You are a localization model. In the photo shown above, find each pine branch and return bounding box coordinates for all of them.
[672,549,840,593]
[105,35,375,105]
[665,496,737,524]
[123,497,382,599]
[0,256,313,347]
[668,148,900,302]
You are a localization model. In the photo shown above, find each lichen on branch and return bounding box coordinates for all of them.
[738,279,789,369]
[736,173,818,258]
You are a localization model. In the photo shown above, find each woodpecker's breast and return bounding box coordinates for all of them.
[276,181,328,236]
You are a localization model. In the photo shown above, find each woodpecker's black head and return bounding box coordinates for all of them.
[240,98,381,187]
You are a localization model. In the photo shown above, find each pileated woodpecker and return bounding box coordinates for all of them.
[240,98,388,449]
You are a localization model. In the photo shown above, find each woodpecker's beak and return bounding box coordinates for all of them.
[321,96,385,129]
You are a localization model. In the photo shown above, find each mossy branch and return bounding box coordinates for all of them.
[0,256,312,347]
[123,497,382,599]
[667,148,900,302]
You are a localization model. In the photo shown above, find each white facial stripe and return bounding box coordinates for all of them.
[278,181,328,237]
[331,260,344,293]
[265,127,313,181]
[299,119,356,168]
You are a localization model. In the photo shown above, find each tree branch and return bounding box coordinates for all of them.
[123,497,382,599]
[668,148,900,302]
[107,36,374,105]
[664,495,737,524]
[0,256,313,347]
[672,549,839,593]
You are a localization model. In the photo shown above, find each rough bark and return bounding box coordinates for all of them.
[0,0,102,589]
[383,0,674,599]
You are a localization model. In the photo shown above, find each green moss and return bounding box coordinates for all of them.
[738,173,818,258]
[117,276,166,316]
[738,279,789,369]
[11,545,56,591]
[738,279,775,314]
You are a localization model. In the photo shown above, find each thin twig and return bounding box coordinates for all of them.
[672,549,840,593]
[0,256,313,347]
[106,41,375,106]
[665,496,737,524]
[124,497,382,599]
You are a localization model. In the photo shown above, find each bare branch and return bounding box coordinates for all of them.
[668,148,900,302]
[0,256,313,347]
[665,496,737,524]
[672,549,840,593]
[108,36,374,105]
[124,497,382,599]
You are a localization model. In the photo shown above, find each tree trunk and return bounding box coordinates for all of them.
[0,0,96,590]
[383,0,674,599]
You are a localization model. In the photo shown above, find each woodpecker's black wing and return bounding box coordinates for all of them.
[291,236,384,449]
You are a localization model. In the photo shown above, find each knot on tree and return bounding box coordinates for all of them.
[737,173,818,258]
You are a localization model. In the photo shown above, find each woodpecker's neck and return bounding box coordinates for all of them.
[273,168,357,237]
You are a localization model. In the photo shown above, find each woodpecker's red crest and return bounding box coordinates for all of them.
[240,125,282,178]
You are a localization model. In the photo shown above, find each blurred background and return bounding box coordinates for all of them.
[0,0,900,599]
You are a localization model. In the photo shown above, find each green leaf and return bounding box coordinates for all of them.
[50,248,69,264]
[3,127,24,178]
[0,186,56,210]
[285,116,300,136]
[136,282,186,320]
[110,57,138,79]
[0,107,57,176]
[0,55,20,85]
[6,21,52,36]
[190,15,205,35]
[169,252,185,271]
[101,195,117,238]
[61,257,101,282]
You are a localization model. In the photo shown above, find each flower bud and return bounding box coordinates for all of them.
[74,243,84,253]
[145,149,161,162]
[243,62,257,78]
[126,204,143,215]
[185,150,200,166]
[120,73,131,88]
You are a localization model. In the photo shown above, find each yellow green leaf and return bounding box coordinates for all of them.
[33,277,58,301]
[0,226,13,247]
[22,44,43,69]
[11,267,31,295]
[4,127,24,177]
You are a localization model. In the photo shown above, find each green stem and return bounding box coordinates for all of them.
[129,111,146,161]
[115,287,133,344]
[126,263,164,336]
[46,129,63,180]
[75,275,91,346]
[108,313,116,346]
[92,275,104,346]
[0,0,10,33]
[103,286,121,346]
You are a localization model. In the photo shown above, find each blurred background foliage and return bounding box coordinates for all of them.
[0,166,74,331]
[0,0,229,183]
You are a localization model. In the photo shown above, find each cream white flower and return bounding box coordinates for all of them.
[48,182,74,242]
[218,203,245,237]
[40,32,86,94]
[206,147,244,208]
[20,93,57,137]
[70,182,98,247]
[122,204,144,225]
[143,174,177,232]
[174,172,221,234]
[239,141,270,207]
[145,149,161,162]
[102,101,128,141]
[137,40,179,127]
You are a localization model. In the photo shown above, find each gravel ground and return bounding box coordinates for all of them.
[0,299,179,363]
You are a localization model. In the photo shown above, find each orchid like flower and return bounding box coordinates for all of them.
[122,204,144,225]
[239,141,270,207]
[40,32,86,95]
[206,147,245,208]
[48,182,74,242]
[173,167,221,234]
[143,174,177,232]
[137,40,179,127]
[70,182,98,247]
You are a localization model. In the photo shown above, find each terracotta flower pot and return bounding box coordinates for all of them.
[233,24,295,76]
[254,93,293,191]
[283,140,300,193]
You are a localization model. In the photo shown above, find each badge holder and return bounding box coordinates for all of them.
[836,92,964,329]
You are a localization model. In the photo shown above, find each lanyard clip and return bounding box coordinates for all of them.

####################

* [What you are asked to do] Reproduce the material above in full, substituting "detection model" for every occurrence of "localization model" and changing nothing else.

* [Correct response]
You are a detection model. In the photo shown above, find each pine branch and return bounding box coordinates for all of them.
[672,549,840,593]
[105,35,375,105]
[665,496,737,524]
[123,497,382,599]
[0,256,313,347]
[668,148,900,302]
You are a detection model. In the photo shown above, find each lichen on branch and return bounding box coordinates for all of them.
[738,279,789,369]
[736,173,818,258]
You are a detection model. In the photo shown above, find each woodpecker's breast and return bounding box coordinates for all of them.
[276,181,328,236]
You are a detection model. In the photo shown above, find each woodpecker's black head and return bounding box coordinates for all of them.
[240,98,381,187]
You are a detection model. In the photo shown above, find each pileated woodpecker and return bounding box coordinates for all of them.
[240,98,388,449]
You are a detection model. In the photo shown above, find each woodpecker's beak and return bounding box coordinates for all of them.
[321,96,385,129]
You are a detection model. In the photo shown above, find each mossy branch and return bounding box coordinates for all of them.
[0,256,312,347]
[123,497,382,599]
[667,148,900,302]
You are a detection model. In the photo shown above, find each white facial stripe and return bounding box coordinates for all of them.
[278,181,328,237]
[331,260,344,293]
[265,127,313,181]
[299,119,356,168]
You are a detection model. In the photo shown above, find each tree branch and return bounding box coordinates for all of them.
[123,497,382,599]
[668,148,900,302]
[107,36,374,105]
[664,495,737,524]
[0,256,313,347]
[672,549,839,593]
You are a detection model. In the photo shown above, find each rough bark and return bounding box coordinates for all of them.
[0,0,102,589]
[383,0,674,599]
You are a detection model. In the photo shown above, find each green moss and return bounding box coordinates for all of them.
[738,173,818,258]
[117,276,166,316]
[738,279,789,369]
[11,545,56,591]
[738,279,775,314]
You are a detection model. In the photo shown above, find each thin twig and return bounding box coordinates for all of them.
[672,549,840,593]
[0,256,313,347]
[106,41,375,106]
[665,496,737,524]
[124,497,382,599]
You are a detection model. In the photo shown above, find each bare branch and return bounding box coordinates for all of them.
[668,148,900,302]
[0,256,313,347]
[665,496,737,524]
[672,549,840,593]
[108,36,374,105]
[124,497,382,599]
You are a detection model. In the photo shown above, find each tree trunk and return bounding box coordinates for all of them.
[0,0,96,590]
[383,0,674,599]
You are a detection model. In the photo shown above, find each woodpecker's black wing and return bounding box coordinates for all of them.
[291,236,384,449]
You are a detection model. In the photo shown above, find each knot on tree and return bounding box coordinates for all of them.
[737,173,818,258]
You are a detection model. In the photo shown above, find each woodpecker's neck and return bounding box coordinates for all of them.
[273,168,357,237]
You are a detection model. In the photo shown above, find each woodpecker's red crest and return bounding box coordinates for all of them.
[240,125,282,178]
You are a detection model. In the photo shown above, find each blurred background and return bounding box coordinates for all of them.
[0,0,900,599]
You are a detection model. In the photo shown above, find each green leaf and return bounding box coordinates for all of them.
[50,248,69,264]
[3,127,24,178]
[0,186,56,210]
[285,116,300,136]
[136,282,186,320]
[110,57,138,79]
[0,107,57,176]
[0,55,20,85]
[6,21,52,36]
[190,15,205,35]
[169,252,185,271]
[101,195,117,238]
[61,257,101,282]
You are a detection model. In the photo shown above, find each flower bud and return bounding box coordinates for all of them.
[74,243,84,253]
[145,149,161,162]
[243,62,257,78]
[126,204,143,215]
[185,150,200,166]
[120,73,131,88]
You are a detection model. In the photo shown above, find each yellow green leaf and return bounding box coordinates for all of them.
[33,277,58,301]
[0,226,13,247]
[22,44,43,69]
[11,267,31,295]
[4,127,24,177]
You are a detection model. In the photo shown above, find each green stem and return bounding box coordinates for all of them.
[129,111,146,161]
[115,287,133,344]
[126,263,164,336]
[46,129,63,180]
[75,275,91,346]
[108,313,116,346]
[92,275,104,346]
[0,0,10,33]
[103,286,121,346]
You are a detection model. In the photo shown above, find each blurred background foliage and return bounding box coordinates for all of them.
[0,166,74,331]
[0,0,229,183]
You are a detection model. In the photo shown above, find each cream white flower and return bounding box coordinates for all of them.
[48,182,74,242]
[218,203,245,237]
[40,32,86,94]
[206,147,244,208]
[20,93,57,137]
[70,182,98,247]
[122,204,144,225]
[143,174,177,232]
[174,172,221,234]
[239,141,270,207]
[145,149,161,162]
[102,101,128,141]
[137,40,179,127]
You are a detection model. In the photo shown above, find each gravel ground and return bounding box coordinates for all of them.
[0,299,179,363]
You are a detection model. In the photo shown above, find each orchid like flower and return bounding box coordinates for all of them.
[122,204,144,225]
[239,141,270,207]
[40,32,86,95]
[206,147,245,208]
[48,182,74,242]
[173,167,221,234]
[143,174,177,232]
[137,40,179,127]
[70,182,98,247]
You are a detection model. In the photo shown above, find each terracotta flower pot and return bounding box coordinates for all of them.
[233,24,295,76]
[254,93,293,191]
[283,140,300,193]
You are a detection model. In the photo shown above, find each badge holder and return bounding box coordinates for all of them.
[836,92,964,329]
You are a detection model. In the photo shown above, find each lanyard clip and return bounding box coordinates for all of them.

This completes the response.